Excerpted text —
::::::::
It’s been a long time since veteran boxing promoter Pat Holmes has brought a card to Northern New Mexico — or anywhere for that matter.
Holmes used to bring loaded fight nights regularly to the North before the pandemic, but after a flurry of three highly successful shows in a couple of months in early 2020 in New Mexico and nationally, COVID settled in, shutting everything down.
“The first week in March (2020), it was slammed and all of sudden, we got the announcement for COVID,” Holmes recalled. “We thought it was going to be for two or three weeks, maybe a month. Then I lost my dad that year in November and that was the biggest thing to me. He was always there.”
So Holmes put away his love for the sport and focused on other things.
“When that happened, I didn’t like the idea of when boxing started going on, having to wear a mask. That wasn’t boxing to me and it was a reminder to me that was why I lost my dad,” he said. “So I let it go and turned the page for a while.”
::::::::
Information provided —
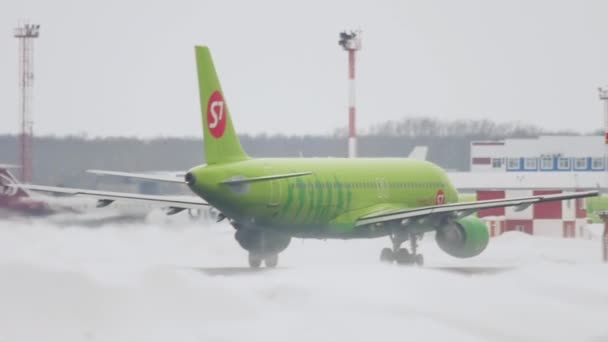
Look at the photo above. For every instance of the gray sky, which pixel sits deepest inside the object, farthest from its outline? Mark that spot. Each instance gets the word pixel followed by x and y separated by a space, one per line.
pixel 127 67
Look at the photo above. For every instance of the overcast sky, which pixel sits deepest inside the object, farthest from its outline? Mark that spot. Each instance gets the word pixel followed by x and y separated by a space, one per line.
pixel 127 67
::::::::
Required tasks —
1/ Rewrite the article on boxing promoter Pat Holmes from "It’s been a" up to and including "shutting everything down.", swapping "pandemic" for "outbreak".
2/ Carry on the article about boxing promoter Pat Holmes, starting after its final sentence.
You can set the lines aside; they aren't needed here.

Expected outputs —
1/
It’s been a long time since veteran boxing promoter Pat Holmes has brought a card to Northern New Mexico — or anywhere for that matter.
Holmes used to bring loaded fight nights regularly to the North before the outbreak, but after a flurry of three highly successful shows in a couple of months in early 2020 in New Mexico and nationally, COVID settled in, shutting everything down.

2/
But the lure of the ring was too great, Holmes said, and he felt that the time was right for him to get back to it and pay homage to his father at the same time.
“As time went on, my family and my wife, we started thinking about doing this again,” he said. “Everybody was asking me when they’d see me in the community, at the store or at a restaurant, when is the next fight going to be?”
Well, now Holmes has the answer: soon.
“We haven’t done anything up North at the casinos since before COVID,” he said. “We’re back. This is our return. My dad was always there for the fights and the way I look at it now, he’ll be there still.”
Holmes is bringing a six-bout card to the remodeled Ohkay Hotel Casino on Nov. 1, featuring several local fighters, as well as others from across New Mexico.
“We were trying to make something happen at the Ohkay Casino for a little while,” he said. “They did a renovation there and made the property really nice. I was really very impressed with the property and the remodel.”
Cordova native Leanna Martinez, a longtime local favorite, will headline the card that will also feature veteran Angelo “San-I Warrior” Sanchez, who is from the San Ildefonso Pueblo.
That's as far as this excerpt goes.